# Information given:
════════════════════

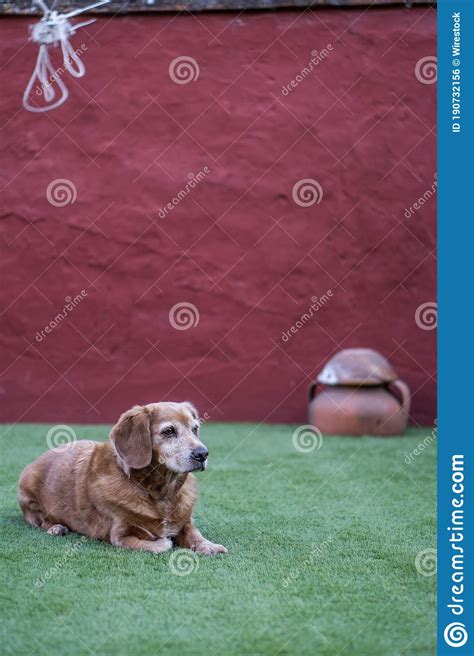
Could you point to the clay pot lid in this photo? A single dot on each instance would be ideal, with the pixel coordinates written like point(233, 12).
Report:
point(357, 367)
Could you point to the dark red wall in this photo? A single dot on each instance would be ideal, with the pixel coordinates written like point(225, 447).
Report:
point(237, 247)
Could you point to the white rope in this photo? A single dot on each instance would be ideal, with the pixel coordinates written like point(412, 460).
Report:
point(54, 29)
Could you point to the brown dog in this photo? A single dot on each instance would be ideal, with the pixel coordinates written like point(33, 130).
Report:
point(135, 491)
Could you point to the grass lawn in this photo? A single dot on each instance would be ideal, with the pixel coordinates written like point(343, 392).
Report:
point(321, 561)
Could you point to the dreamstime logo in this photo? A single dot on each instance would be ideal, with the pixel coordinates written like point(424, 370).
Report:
point(455, 634)
point(183, 562)
point(183, 70)
point(60, 436)
point(61, 192)
point(426, 69)
point(54, 569)
point(44, 89)
point(417, 205)
point(426, 562)
point(426, 315)
point(307, 192)
point(307, 438)
point(183, 316)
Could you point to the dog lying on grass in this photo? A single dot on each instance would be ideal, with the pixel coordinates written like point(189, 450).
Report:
point(135, 491)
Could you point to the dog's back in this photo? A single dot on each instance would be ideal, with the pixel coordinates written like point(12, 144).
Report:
point(50, 489)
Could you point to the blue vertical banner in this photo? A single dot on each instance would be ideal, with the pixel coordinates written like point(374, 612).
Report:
point(455, 327)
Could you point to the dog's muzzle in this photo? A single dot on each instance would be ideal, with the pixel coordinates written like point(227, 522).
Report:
point(199, 457)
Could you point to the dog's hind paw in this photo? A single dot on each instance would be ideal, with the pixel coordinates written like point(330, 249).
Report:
point(57, 529)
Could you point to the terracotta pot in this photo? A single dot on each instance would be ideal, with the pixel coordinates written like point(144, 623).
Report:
point(357, 393)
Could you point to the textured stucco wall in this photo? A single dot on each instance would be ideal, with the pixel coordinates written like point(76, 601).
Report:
point(237, 246)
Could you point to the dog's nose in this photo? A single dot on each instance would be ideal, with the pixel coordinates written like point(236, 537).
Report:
point(200, 453)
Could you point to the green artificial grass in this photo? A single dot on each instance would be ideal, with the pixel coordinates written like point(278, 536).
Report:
point(322, 548)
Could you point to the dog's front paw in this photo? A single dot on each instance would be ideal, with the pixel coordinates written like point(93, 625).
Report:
point(209, 548)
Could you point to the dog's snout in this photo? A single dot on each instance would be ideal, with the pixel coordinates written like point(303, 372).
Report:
point(200, 453)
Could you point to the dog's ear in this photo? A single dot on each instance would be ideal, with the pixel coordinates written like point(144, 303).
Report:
point(191, 409)
point(131, 437)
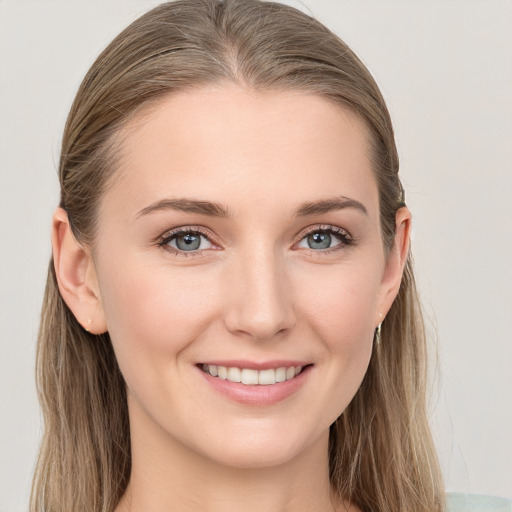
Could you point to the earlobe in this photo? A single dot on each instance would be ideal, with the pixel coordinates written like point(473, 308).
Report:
point(396, 260)
point(76, 275)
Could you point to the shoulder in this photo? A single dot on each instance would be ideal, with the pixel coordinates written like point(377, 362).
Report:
point(458, 502)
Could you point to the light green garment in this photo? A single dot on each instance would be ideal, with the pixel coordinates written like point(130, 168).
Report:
point(457, 502)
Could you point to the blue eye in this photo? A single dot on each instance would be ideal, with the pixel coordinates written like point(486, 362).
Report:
point(321, 239)
point(186, 241)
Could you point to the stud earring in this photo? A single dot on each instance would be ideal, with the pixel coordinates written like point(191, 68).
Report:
point(378, 332)
point(88, 324)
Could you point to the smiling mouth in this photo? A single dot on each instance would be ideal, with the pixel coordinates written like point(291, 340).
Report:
point(251, 377)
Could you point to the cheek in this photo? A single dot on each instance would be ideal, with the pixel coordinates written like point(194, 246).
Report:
point(153, 313)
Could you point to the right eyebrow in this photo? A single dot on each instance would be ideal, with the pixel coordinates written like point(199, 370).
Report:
point(188, 205)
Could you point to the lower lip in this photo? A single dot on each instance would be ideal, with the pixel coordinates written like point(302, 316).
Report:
point(257, 395)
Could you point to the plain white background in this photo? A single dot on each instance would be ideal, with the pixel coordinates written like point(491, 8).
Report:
point(445, 68)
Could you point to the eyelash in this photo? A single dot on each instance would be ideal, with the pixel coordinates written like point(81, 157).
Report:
point(345, 239)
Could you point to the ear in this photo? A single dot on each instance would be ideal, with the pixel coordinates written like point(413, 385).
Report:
point(395, 263)
point(76, 275)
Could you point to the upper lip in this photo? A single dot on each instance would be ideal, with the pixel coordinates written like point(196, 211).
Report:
point(255, 365)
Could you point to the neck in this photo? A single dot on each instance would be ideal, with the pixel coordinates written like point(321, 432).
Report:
point(167, 476)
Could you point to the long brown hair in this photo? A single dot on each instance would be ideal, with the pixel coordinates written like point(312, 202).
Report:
point(381, 453)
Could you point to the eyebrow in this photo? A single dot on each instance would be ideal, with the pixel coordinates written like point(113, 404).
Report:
point(212, 209)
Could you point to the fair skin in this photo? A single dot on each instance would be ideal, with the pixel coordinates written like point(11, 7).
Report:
point(252, 291)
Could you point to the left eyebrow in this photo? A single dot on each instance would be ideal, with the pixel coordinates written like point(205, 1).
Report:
point(217, 210)
point(328, 205)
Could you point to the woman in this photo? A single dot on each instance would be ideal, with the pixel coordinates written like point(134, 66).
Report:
point(230, 319)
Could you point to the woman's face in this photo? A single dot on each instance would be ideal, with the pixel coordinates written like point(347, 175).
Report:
point(241, 240)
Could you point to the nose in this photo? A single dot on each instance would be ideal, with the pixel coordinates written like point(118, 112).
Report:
point(259, 304)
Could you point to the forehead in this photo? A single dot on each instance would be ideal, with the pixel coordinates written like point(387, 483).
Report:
point(227, 144)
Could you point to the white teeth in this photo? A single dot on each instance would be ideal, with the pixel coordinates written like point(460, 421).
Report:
point(266, 377)
point(252, 377)
point(249, 376)
point(222, 372)
point(234, 374)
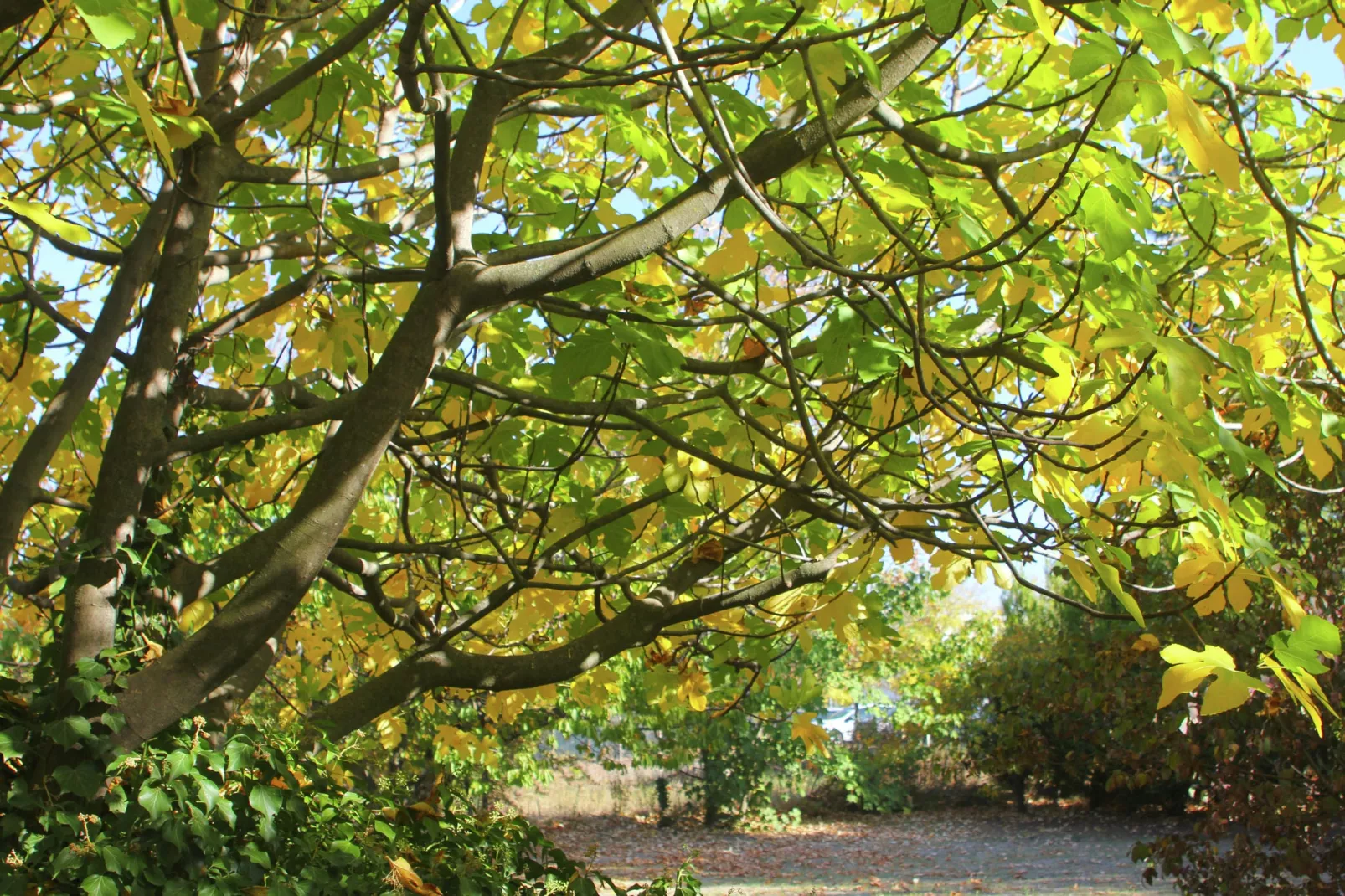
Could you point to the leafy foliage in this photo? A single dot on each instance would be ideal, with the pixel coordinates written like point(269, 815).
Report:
point(253, 811)
point(425, 361)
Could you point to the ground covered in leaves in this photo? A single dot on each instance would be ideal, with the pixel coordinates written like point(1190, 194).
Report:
point(966, 851)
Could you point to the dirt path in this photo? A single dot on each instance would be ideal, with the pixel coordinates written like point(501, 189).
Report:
point(945, 852)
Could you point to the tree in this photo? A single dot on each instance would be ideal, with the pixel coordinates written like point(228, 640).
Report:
point(413, 352)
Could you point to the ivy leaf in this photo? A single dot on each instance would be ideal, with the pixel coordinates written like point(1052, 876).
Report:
point(100, 885)
point(178, 763)
point(265, 800)
point(69, 731)
point(153, 801)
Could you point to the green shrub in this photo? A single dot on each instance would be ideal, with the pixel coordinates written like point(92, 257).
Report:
point(255, 811)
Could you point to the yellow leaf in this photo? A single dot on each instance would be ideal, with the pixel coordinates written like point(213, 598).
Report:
point(1080, 574)
point(390, 729)
point(734, 256)
point(1296, 692)
point(1044, 23)
point(1111, 578)
point(1239, 595)
point(1198, 136)
point(1181, 680)
point(42, 217)
point(1229, 690)
point(1145, 642)
point(147, 116)
point(195, 615)
point(812, 735)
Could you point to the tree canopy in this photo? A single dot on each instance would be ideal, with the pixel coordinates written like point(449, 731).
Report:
point(408, 350)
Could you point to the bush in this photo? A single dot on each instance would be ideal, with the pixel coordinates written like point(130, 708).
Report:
point(255, 811)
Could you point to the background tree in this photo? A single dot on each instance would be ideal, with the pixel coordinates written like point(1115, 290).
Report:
point(399, 352)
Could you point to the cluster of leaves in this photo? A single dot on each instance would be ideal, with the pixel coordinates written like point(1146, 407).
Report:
point(747, 735)
point(1274, 791)
point(1054, 705)
point(417, 389)
point(250, 813)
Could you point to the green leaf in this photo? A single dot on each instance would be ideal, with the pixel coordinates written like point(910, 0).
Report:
point(942, 15)
point(178, 763)
point(153, 801)
point(82, 780)
point(209, 794)
point(100, 885)
point(1109, 221)
point(1111, 578)
point(876, 358)
point(11, 743)
point(69, 731)
point(265, 800)
point(109, 26)
point(40, 215)
point(1320, 634)
point(255, 854)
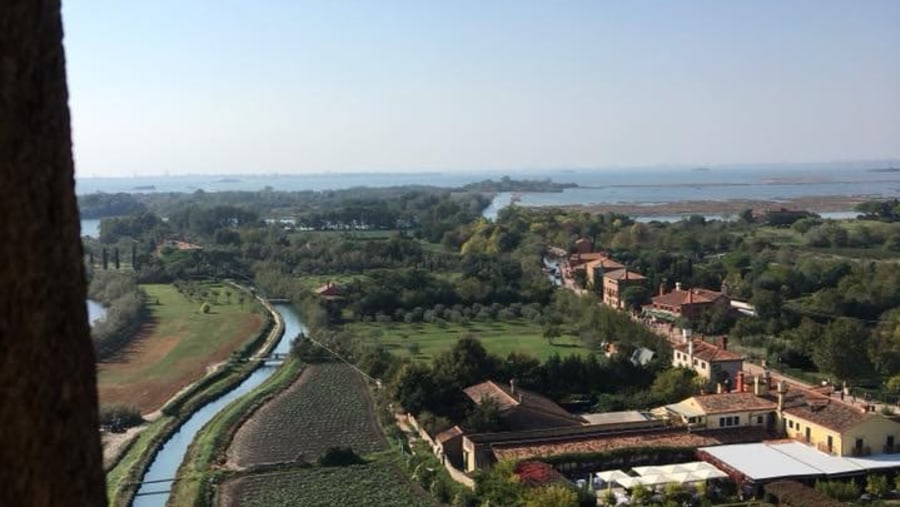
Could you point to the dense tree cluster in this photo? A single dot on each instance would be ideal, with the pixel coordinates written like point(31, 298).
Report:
point(125, 310)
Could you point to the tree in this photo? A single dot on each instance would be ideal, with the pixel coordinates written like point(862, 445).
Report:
point(551, 331)
point(674, 384)
point(465, 364)
point(50, 450)
point(484, 418)
point(499, 485)
point(876, 485)
point(640, 494)
point(842, 350)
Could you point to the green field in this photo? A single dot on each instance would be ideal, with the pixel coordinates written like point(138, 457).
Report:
point(499, 337)
point(356, 485)
point(178, 345)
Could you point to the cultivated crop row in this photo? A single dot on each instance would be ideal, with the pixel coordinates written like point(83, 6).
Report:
point(328, 406)
point(355, 485)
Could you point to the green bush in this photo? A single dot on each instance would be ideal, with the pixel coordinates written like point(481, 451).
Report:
point(118, 418)
point(339, 457)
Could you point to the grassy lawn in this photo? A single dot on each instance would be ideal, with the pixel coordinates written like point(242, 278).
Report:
point(177, 346)
point(498, 337)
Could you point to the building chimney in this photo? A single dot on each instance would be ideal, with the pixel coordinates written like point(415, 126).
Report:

════════════════════

# Exercise instructions:
Wherever a line above contains "lawn", copy that line.

# Solution for this problem:
Could you point to the grass lawn in this photo? A single dot on each instance would be ideal, with the pixel coordinates written like point(343, 392).
Could you point to the grassy lawn in this photo? A single dot on each instance would be ideal, with the pixel coordinates written like point(242, 278).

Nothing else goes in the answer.